(Some data)
== == ==
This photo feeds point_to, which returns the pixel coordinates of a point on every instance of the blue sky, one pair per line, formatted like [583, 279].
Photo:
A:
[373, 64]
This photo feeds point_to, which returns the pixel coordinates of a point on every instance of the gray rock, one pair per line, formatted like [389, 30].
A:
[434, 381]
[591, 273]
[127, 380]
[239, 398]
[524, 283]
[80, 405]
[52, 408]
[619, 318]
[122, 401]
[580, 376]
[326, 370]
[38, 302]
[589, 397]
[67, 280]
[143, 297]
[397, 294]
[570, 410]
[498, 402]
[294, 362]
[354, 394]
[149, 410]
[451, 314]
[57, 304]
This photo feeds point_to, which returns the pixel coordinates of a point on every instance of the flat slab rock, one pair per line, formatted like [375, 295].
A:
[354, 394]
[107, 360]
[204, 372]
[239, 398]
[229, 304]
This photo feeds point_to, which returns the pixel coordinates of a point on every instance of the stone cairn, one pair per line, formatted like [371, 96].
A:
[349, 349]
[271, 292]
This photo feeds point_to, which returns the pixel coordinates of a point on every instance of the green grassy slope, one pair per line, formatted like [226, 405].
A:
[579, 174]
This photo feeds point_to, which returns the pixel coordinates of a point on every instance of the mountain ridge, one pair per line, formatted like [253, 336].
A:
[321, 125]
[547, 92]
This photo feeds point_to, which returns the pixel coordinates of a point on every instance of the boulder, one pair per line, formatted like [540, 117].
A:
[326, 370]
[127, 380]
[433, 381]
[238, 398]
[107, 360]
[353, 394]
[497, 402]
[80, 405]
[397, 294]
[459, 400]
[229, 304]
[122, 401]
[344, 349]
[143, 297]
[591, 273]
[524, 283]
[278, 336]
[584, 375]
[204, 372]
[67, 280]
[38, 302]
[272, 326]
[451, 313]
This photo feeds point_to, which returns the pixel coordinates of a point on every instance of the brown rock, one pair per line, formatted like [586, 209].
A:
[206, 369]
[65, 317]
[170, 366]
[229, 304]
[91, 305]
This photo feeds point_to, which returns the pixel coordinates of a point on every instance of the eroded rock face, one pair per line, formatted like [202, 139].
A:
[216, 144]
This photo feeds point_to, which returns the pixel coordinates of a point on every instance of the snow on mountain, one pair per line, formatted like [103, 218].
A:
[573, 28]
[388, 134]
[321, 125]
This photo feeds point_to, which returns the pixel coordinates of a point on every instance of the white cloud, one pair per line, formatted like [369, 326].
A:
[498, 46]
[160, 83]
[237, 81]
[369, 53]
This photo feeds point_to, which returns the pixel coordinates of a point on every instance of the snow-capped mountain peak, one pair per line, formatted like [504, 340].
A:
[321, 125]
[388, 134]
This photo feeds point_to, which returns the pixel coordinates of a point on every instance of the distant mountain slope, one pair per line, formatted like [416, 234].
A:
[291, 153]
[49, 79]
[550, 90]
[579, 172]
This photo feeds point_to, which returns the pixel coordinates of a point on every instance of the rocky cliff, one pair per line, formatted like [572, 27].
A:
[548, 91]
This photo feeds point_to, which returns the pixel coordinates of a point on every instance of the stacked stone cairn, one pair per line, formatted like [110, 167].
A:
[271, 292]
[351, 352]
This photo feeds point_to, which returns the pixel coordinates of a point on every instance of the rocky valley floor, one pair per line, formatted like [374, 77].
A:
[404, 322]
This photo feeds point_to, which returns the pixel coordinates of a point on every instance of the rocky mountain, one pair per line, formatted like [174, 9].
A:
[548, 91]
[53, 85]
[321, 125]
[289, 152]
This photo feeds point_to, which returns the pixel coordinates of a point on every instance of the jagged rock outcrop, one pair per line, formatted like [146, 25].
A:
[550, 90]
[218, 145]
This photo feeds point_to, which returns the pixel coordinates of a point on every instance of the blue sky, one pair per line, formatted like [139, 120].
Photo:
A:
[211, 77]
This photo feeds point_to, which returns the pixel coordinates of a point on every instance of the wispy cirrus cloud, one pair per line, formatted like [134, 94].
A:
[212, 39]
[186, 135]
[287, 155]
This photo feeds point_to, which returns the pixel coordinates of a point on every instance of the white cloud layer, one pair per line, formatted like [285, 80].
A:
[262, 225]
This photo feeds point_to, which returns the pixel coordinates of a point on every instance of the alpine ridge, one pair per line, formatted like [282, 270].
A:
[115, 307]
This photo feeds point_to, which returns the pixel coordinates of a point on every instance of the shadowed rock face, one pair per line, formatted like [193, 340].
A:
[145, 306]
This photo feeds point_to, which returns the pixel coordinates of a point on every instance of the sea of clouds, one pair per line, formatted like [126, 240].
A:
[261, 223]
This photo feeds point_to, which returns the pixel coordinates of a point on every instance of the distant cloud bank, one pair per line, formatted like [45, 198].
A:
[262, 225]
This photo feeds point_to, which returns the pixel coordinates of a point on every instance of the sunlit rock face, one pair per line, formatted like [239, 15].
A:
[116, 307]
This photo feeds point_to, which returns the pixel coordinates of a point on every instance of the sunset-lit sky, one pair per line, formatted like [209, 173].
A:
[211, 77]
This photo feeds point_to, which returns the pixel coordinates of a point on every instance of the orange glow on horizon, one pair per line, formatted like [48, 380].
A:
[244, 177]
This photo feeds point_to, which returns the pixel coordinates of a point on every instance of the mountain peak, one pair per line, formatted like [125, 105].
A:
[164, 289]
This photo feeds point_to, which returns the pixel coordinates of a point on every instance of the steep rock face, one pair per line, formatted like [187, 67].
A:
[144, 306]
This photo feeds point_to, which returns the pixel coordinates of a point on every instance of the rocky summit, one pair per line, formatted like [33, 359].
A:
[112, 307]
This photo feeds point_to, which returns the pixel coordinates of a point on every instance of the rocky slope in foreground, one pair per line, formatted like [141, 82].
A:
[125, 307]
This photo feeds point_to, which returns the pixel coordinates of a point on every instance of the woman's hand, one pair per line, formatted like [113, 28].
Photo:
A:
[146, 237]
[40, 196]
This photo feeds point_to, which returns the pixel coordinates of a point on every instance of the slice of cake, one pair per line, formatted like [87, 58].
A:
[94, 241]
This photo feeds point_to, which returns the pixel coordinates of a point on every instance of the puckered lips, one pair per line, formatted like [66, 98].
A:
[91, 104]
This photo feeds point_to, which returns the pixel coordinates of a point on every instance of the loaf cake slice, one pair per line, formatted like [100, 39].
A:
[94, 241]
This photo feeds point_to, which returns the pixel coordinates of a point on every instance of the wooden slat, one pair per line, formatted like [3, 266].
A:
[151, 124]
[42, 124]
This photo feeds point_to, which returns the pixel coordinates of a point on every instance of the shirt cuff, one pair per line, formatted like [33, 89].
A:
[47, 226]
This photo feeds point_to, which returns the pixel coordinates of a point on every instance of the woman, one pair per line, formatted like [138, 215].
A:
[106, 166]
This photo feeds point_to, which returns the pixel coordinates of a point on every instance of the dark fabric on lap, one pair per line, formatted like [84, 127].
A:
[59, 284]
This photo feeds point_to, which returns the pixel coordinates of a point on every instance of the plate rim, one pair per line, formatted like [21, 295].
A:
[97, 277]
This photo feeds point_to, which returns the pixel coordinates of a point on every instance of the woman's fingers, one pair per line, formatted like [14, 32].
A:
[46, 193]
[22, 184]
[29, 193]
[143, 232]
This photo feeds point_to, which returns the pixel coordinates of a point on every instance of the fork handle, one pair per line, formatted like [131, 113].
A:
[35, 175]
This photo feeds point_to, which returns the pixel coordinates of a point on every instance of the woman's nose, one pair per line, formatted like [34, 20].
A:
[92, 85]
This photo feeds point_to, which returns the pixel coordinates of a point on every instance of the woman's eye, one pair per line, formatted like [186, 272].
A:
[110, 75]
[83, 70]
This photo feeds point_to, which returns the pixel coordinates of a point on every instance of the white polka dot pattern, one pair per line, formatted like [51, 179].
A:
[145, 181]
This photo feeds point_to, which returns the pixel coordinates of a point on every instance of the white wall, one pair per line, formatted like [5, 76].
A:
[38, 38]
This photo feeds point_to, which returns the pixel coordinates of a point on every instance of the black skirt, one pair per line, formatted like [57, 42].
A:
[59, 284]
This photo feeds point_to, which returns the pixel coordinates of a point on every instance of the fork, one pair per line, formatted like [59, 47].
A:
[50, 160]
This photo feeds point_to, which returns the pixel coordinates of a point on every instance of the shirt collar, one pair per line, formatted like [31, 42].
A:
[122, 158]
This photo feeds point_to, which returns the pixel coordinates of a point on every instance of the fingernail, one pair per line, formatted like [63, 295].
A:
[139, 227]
== == ==
### The task
Rewrite the lines from the one containing "like [31, 42]." through the end of the data, putting "coat collar" in place of "shirt collar" and keeping everything else the same.

### Answer for the task
This photo feeds point_to, which returns the pixel coordinates of a point on every instance of the coat collar, one pair per line, formatted like [31, 42].
A:
[122, 158]
This photo feeds point_to, which returns the pixel coordinates of a point on every instance of the fingernail, one pair per line, formatted like [63, 295].
A:
[139, 227]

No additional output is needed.